**** Given information

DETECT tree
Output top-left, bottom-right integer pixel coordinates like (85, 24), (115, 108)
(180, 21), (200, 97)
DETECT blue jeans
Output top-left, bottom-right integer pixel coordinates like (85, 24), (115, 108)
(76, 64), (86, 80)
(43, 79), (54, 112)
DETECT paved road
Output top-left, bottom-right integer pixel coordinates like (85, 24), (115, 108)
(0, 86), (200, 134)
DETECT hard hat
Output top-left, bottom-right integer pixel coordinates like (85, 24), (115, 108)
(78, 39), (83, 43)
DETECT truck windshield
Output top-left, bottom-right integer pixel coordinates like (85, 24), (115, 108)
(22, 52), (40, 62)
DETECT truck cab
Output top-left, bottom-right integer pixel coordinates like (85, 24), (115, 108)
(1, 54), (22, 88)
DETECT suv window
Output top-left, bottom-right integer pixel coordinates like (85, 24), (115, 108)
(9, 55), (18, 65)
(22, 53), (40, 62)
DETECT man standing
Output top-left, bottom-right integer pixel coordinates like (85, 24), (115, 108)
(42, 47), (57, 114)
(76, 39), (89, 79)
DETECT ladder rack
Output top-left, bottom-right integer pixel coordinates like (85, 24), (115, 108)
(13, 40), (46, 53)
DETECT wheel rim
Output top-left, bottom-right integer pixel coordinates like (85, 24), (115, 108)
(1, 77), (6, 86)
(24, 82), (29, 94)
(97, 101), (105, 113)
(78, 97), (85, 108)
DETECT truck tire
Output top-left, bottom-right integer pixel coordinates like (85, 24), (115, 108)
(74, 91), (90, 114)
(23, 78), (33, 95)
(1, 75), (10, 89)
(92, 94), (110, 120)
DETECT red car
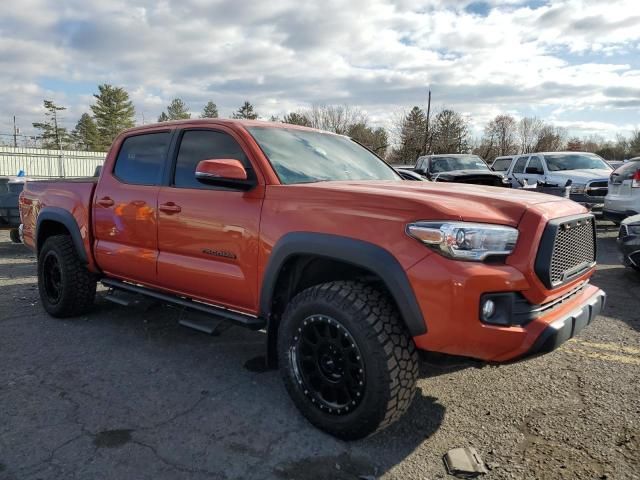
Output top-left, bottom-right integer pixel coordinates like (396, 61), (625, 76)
(20, 119), (605, 439)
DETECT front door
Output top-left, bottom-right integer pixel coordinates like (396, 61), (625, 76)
(158, 127), (264, 313)
(93, 131), (171, 285)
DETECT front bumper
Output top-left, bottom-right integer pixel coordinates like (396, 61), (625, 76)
(407, 254), (605, 362)
(524, 290), (606, 357)
(616, 230), (640, 269)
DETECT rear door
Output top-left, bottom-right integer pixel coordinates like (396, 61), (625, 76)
(158, 126), (264, 313)
(93, 130), (172, 284)
(608, 161), (640, 200)
(511, 155), (529, 183)
(524, 155), (545, 185)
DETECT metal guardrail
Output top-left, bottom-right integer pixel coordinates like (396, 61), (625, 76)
(0, 147), (107, 177)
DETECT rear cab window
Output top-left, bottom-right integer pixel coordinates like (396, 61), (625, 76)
(491, 158), (513, 172)
(113, 132), (171, 185)
(173, 130), (255, 190)
(513, 155), (529, 173)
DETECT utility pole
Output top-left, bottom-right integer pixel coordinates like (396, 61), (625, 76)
(422, 89), (431, 155)
(13, 115), (18, 148)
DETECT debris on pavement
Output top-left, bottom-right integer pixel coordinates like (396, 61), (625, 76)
(443, 447), (487, 478)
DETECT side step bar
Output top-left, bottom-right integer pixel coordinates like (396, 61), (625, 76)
(101, 278), (267, 330)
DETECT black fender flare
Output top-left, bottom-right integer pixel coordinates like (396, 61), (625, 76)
(260, 232), (427, 337)
(35, 207), (89, 263)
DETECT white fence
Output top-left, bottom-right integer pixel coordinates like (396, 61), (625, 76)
(0, 146), (107, 177)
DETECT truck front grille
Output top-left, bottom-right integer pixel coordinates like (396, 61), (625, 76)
(535, 215), (596, 289)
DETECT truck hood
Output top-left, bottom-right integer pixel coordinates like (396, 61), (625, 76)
(266, 181), (586, 226)
(547, 169), (611, 186)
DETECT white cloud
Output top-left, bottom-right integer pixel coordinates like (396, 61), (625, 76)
(0, 0), (640, 142)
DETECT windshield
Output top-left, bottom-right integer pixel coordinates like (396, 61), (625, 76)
(544, 153), (612, 172)
(429, 155), (489, 173)
(247, 127), (401, 184)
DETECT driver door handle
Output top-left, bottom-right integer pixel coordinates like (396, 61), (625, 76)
(158, 202), (182, 215)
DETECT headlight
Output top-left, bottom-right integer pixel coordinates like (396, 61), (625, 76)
(407, 222), (518, 261)
(571, 183), (587, 194)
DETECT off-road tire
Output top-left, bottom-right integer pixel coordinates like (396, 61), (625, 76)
(38, 235), (97, 318)
(278, 281), (418, 440)
(9, 228), (22, 243)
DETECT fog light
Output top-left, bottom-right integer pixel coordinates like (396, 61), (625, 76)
(482, 300), (496, 320)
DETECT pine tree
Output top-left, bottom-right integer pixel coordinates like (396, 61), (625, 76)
(233, 102), (258, 120)
(200, 100), (218, 118)
(167, 98), (191, 120)
(33, 100), (69, 150)
(432, 109), (469, 153)
(91, 84), (135, 150)
(391, 106), (427, 164)
(71, 113), (100, 151)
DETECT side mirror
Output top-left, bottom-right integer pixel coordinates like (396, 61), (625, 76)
(196, 158), (253, 190)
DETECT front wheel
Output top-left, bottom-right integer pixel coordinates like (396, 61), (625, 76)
(278, 281), (418, 440)
(38, 235), (97, 317)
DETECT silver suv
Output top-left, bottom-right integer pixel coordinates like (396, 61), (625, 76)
(604, 157), (640, 223)
(507, 152), (613, 215)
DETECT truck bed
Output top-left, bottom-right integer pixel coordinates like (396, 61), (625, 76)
(20, 177), (98, 267)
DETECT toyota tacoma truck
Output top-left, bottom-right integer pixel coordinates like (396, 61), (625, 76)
(20, 119), (605, 439)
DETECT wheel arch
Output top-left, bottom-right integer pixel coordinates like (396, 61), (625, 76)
(259, 232), (427, 365)
(36, 207), (89, 264)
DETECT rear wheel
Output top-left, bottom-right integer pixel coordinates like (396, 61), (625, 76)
(278, 282), (418, 440)
(9, 228), (22, 243)
(38, 235), (97, 317)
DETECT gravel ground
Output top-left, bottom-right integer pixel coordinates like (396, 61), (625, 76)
(0, 228), (640, 480)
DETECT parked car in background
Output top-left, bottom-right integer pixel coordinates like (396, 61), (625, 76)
(0, 177), (25, 243)
(507, 152), (613, 214)
(618, 215), (640, 272)
(491, 155), (516, 172)
(605, 160), (625, 170)
(20, 119), (605, 439)
(603, 157), (640, 223)
(414, 154), (511, 187)
(394, 167), (428, 182)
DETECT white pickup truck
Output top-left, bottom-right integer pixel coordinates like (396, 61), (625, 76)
(507, 152), (613, 215)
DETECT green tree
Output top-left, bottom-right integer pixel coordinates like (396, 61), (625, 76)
(33, 100), (70, 150)
(282, 112), (311, 127)
(430, 109), (469, 153)
(233, 102), (258, 120)
(347, 122), (389, 157)
(389, 106), (427, 164)
(91, 84), (136, 150)
(167, 98), (191, 120)
(71, 113), (100, 151)
(200, 100), (218, 118)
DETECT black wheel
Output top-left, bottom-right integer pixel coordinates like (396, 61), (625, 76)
(9, 228), (22, 243)
(38, 235), (97, 317)
(278, 282), (418, 440)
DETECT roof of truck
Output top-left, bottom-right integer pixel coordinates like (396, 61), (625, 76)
(123, 118), (337, 135)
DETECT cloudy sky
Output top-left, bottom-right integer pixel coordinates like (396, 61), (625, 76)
(0, 0), (640, 143)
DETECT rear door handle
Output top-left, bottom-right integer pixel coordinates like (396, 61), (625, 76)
(158, 202), (182, 215)
(98, 197), (115, 208)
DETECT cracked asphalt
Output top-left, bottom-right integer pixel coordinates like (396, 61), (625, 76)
(0, 227), (640, 480)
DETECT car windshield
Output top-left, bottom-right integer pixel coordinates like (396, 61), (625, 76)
(544, 153), (612, 172)
(247, 127), (402, 184)
(429, 155), (489, 173)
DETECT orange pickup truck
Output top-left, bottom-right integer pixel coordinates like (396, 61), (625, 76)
(20, 119), (605, 439)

********

● Given instruction
Rewrite the material between the line holding "DETECT man standing" and the line holding "(513, 155), (529, 173)", inclusive, putting "hubcap" in place of "wheel rim" and keeping everything else the same. Leave the pictures out.

● Problem solution
DETECT man standing
Output top-left, bottom-right integer pixel coordinates like (85, 24), (115, 108)
(42, 47), (57, 114)
(76, 39), (89, 79)
DETECT ladder rack
Output top-left, bottom-right integer pixel coordinates like (85, 24), (115, 108)
(13, 40), (46, 53)
DETECT hubcap
Output top-left, bottom-right integer pixel coordinates like (85, 24), (115, 108)
(1, 77), (6, 86)
(24, 82), (29, 94)
(97, 101), (105, 113)
(78, 97), (85, 108)
DETECT truck tire
Output top-left, bottom-right integer pixel coordinates like (85, 24), (115, 108)
(74, 91), (90, 114)
(23, 78), (33, 95)
(1, 75), (10, 89)
(92, 94), (110, 120)
DETECT red car
Output top-left, bottom-right integer pixel coordinates like (396, 61), (625, 76)
(20, 119), (605, 439)
DETECT front door
Output top-left, bottom-right integer pixel coordinates like (396, 61), (625, 76)
(158, 127), (264, 313)
(93, 131), (171, 285)
DETECT front bumper
Output top-left, bottom-right integer pixel coordinates like (396, 61), (625, 76)
(407, 254), (605, 362)
(524, 290), (606, 357)
(616, 230), (640, 269)
DETECT rear door
Output top-left, bottom-right integer pixel coordinates like (396, 61), (625, 76)
(158, 126), (264, 313)
(93, 130), (172, 284)
(608, 161), (640, 200)
(511, 155), (529, 183)
(524, 155), (545, 185)
DETECT metal guardrail
Output top-left, bottom-right integer pixel coordinates like (396, 61), (625, 76)
(0, 147), (107, 177)
DETECT rear cab window
Output top-left, bottom-right integer pixel coordinates like (396, 61), (625, 76)
(491, 158), (513, 172)
(113, 132), (171, 185)
(173, 130), (255, 190)
(513, 155), (529, 173)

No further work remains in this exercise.